#### [WHAT IS EXPECTED]
Without changing a word, repeat the data, and include no pictures.

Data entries
########

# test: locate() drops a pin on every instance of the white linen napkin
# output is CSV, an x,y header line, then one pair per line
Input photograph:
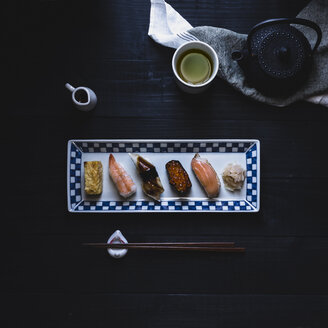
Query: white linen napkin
x,y
168,28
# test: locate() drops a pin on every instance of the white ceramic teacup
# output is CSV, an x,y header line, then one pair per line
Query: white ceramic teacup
x,y
83,98
189,87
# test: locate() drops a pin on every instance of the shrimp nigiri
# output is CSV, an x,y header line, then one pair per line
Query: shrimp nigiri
x,y
122,180
206,175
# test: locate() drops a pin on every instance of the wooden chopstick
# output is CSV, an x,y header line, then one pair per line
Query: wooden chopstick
x,y
163,246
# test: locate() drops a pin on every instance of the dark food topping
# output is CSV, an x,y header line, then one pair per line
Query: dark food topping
x,y
147,170
178,177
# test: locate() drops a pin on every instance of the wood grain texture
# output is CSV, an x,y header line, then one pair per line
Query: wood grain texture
x,y
50,280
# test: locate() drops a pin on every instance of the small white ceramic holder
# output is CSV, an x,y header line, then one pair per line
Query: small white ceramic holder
x,y
90,97
117,238
189,87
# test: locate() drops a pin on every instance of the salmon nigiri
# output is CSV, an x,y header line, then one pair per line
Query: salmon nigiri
x,y
206,175
122,180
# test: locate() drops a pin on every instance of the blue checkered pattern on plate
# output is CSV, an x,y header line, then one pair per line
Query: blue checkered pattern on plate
x,y
75,192
78,204
163,147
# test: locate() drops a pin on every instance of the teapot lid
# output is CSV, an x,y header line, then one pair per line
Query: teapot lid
x,y
283,53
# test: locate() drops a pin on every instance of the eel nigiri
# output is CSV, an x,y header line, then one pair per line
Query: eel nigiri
x,y
123,182
152,185
206,175
178,177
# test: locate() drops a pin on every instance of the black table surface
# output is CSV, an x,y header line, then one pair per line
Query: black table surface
x,y
50,280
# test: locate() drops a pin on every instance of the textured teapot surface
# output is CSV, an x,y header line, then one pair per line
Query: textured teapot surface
x,y
277,57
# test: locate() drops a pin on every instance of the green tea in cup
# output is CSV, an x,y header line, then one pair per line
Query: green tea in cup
x,y
194,66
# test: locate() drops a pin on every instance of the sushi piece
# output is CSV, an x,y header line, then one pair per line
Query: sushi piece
x,y
123,182
93,177
151,185
206,175
178,177
233,176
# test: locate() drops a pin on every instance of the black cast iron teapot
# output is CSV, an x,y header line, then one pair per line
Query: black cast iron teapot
x,y
277,57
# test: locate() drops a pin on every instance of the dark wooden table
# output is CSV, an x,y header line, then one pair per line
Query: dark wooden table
x,y
49,280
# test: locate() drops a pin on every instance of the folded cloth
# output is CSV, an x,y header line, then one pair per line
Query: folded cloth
x,y
170,29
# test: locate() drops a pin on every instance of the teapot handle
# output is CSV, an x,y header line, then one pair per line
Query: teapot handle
x,y
299,21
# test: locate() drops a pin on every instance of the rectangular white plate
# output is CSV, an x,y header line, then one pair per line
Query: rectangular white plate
x,y
218,152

########

#### [WRITTEN ANSWER]
# test: locate() drops a pin on every instance of the white linen napkin
# output is CSV, an x,y header line, then one pair per line
Input photograph:
Query: white linen napkin
x,y
168,28
# test: locate() drops a pin on every instance of the white ceramic teacup
# output is CSV, an x,y header line, then one pair per line
Query: white ceramic teacup
x,y
83,98
189,87
# test: locate() drops a pin on every instance of the shrimp nigiri
# output is CSV, an x,y header line, then one pair per line
Query: shrimp nigiri
x,y
122,180
206,175
# test: locate() drops a pin on every instance of the wooden chopstick
# output is CSV, an x,y header line, then one pair per line
Query: wooden chopstick
x,y
163,246
# test: locate() drops a pin on every instance of the dark food topping
# output is CSV, an x,y header line, then one pair per line
Query: dark food topping
x,y
147,170
178,177
# test: locate() drops a pin on every instance of the wood grain texture
# output is CSV, an x,y header line, then one pair per line
Query: wood grain texture
x,y
50,280
# test: locate() drops a pin on every instance of the small white ceramic holder
# output is CSV, an x,y header line, then one pair per line
Query: small white ceramic holder
x,y
90,97
117,238
189,87
# test: locate() drops a pin on every instance of the salmon nigiri
# output is CSV, an x,y header line, then one pair per line
Query: salmon nigiri
x,y
206,175
122,180
# test: locate() drops a pin on every instance of the blue checkered pattern on plate
# output is CSV, an x,y header line, then one pair per line
Query: blue checkered pattern on plate
x,y
75,192
78,204
163,147
# test: locate() drops a pin on every instance of the teapot lid
# output is CSV, an x,y header line, then one pair per line
Query: teapot lid
x,y
283,53
# test: locate() drops a pin on every instance of the eel nigiri
# output is CSV, an x,y header line, then one pair per line
Query: eel nigiri
x,y
123,182
152,185
206,175
178,177
# test: locate() drops a pin on every instance of the black table surface
# output is CSV, an x,y header line, then one pair per line
Query: black table surface
x,y
50,280
# test: locate() drops a pin on every instance of the textured teapot surface
# output is CSV, an x,y header line, then one pair per line
Query: textured teapot surface
x,y
277,57
# test: locate() drops a pin on every instance of the green tea in cup
# output is CSV, an x,y header line, then one pair per line
Query: green tea in cup
x,y
194,66
# test: locate() drops a pin on every instance of the sushi piece
# output is CSV, an x,y header line, then one pair per line
Query: sushi piece
x,y
123,182
93,177
151,185
206,175
178,177
233,176
# test: locate() drops a pin on every instance of the black cast iron teapot
# output is CSV, an x,y header line, then one pair per line
Query: black cast iron teapot
x,y
277,57
# test: locate() drops a pin on every instance of the dark wooden table
# output is CSV, an x,y header line, then one pair per line
Query: dark wooden table
x,y
49,280
# test: locate() drops a pin on every instance of the folded cloth
# output is CSV, an x,y header line, then one pair per line
Query: folded cloth
x,y
170,29
# test: locate() drops a pin on every instance of the teapot handle
# output is CSV, an x,y header line, then one pair per line
Query: teapot handle
x,y
299,21
# test: locate() drops a pin on every instance of the rectangular white plate
# output is CSV, an x,y header line, then one pair per line
Query: rectangular white plate
x,y
218,152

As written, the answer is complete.